Instructions for the task — Copy out all lines of the records in which the word "outline" appears.

*** Begin section ***

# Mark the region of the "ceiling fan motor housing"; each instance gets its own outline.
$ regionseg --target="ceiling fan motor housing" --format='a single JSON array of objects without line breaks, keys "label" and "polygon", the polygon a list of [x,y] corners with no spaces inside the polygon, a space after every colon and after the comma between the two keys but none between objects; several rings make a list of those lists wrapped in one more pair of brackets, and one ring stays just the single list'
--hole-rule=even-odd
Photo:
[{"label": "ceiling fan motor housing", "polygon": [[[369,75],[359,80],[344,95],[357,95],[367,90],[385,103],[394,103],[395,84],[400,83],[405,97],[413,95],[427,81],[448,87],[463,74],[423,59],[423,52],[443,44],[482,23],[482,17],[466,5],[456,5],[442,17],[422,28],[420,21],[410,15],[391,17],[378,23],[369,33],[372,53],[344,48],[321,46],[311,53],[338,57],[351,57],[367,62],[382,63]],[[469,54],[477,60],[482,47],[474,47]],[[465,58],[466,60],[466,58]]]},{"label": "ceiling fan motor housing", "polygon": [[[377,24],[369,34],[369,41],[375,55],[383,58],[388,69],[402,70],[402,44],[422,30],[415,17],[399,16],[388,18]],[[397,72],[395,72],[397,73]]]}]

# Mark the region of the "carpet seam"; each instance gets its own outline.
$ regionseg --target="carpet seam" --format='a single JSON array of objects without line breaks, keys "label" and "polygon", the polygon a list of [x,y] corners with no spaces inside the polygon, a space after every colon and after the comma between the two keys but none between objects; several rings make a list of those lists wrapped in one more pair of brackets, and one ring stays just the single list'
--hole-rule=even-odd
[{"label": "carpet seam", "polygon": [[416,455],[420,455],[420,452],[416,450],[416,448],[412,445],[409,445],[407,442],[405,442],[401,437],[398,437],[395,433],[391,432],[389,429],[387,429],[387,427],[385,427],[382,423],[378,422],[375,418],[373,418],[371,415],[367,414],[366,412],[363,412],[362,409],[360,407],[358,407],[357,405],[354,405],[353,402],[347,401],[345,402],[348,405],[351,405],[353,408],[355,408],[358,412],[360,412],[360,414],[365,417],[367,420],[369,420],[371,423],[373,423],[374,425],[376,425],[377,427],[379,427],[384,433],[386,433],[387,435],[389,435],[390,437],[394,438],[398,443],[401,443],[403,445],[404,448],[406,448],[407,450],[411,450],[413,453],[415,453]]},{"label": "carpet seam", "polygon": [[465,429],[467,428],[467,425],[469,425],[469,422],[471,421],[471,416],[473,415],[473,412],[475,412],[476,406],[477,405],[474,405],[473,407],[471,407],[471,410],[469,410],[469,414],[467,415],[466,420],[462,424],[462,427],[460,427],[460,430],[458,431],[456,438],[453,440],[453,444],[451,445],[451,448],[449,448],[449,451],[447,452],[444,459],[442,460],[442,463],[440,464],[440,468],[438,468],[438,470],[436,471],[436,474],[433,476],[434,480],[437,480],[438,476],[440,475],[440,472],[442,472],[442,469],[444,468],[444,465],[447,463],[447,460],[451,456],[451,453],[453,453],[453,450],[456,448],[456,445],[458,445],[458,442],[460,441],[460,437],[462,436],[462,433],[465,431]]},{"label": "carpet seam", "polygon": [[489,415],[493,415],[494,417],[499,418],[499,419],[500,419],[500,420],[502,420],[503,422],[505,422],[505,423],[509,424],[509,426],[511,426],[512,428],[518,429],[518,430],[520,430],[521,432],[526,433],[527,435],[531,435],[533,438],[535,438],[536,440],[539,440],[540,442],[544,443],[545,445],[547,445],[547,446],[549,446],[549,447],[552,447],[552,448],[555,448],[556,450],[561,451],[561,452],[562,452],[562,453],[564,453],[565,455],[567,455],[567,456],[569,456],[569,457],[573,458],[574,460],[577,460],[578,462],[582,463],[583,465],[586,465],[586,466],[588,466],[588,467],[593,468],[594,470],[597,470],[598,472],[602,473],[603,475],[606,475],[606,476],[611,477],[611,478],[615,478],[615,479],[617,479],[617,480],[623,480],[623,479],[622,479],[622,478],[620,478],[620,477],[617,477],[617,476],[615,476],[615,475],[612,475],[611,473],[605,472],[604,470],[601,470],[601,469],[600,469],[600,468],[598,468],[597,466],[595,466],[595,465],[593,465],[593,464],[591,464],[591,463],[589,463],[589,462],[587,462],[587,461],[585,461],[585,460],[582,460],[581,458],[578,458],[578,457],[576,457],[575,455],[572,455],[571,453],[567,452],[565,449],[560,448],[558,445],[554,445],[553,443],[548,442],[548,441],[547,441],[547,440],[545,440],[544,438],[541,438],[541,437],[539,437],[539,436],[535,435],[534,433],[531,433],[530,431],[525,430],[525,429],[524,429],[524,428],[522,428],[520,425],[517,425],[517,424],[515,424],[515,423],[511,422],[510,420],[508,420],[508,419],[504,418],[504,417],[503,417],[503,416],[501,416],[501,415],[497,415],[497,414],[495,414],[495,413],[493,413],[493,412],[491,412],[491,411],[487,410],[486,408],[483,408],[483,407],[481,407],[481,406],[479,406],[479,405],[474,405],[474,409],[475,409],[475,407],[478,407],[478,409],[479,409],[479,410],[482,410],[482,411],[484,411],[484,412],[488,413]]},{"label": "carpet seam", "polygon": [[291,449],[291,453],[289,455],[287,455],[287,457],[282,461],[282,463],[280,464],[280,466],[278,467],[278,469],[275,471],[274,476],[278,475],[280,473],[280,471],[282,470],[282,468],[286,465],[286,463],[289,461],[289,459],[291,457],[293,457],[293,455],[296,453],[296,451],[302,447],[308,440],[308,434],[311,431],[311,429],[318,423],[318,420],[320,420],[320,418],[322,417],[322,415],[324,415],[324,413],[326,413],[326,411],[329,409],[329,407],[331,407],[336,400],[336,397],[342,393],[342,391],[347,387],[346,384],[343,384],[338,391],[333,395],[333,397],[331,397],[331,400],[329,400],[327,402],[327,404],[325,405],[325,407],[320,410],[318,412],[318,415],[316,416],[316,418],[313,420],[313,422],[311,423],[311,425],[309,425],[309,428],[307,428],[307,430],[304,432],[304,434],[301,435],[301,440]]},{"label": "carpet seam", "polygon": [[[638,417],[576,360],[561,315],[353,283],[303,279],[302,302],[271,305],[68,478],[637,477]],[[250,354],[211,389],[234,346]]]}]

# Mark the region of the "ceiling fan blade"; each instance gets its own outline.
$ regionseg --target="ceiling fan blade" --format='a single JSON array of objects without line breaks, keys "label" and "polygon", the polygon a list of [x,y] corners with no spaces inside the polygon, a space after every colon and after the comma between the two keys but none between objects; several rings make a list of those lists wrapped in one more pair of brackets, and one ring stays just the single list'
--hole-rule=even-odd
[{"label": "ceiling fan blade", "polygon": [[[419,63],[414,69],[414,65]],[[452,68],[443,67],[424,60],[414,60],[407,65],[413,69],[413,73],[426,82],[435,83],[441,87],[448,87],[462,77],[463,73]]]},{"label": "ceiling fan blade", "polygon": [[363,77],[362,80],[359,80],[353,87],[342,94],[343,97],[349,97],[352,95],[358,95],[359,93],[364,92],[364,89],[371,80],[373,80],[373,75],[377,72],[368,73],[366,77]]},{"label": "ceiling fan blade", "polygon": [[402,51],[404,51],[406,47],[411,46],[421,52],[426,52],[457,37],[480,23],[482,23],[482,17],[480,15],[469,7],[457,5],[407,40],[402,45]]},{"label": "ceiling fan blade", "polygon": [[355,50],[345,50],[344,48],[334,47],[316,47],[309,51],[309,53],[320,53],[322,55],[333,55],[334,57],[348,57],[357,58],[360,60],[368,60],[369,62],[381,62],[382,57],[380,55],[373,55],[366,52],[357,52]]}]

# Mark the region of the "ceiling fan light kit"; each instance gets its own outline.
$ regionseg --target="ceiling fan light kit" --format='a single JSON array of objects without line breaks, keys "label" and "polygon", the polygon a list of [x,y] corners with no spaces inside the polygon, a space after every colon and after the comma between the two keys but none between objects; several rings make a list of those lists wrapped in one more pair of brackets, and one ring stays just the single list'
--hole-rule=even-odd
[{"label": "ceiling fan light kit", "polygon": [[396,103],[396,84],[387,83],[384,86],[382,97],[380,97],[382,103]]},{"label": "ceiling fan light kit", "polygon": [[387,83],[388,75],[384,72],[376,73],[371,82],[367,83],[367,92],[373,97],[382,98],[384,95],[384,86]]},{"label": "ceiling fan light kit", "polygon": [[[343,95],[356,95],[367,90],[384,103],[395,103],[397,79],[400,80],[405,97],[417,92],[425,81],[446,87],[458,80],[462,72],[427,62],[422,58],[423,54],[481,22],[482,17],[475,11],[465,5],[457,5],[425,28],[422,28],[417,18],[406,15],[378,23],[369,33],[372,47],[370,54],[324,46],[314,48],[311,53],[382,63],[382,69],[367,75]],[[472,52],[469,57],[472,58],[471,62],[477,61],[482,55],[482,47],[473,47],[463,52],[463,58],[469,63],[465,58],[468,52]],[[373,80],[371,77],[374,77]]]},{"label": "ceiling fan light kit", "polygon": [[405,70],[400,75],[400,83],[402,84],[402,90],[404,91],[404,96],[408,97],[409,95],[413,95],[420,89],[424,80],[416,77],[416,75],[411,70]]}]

*** End section ***

Answer to this task —
# Mark the region of the "ceiling fan motor housing"; each instance gets its own outline.
# Mark the region of the "carpet seam"; each instance gets its own outline.
# Mark the region of the "ceiling fan blade"; each instance gets its own outline.
# Mark the region of the "ceiling fan light kit"; each instance gets its own outline.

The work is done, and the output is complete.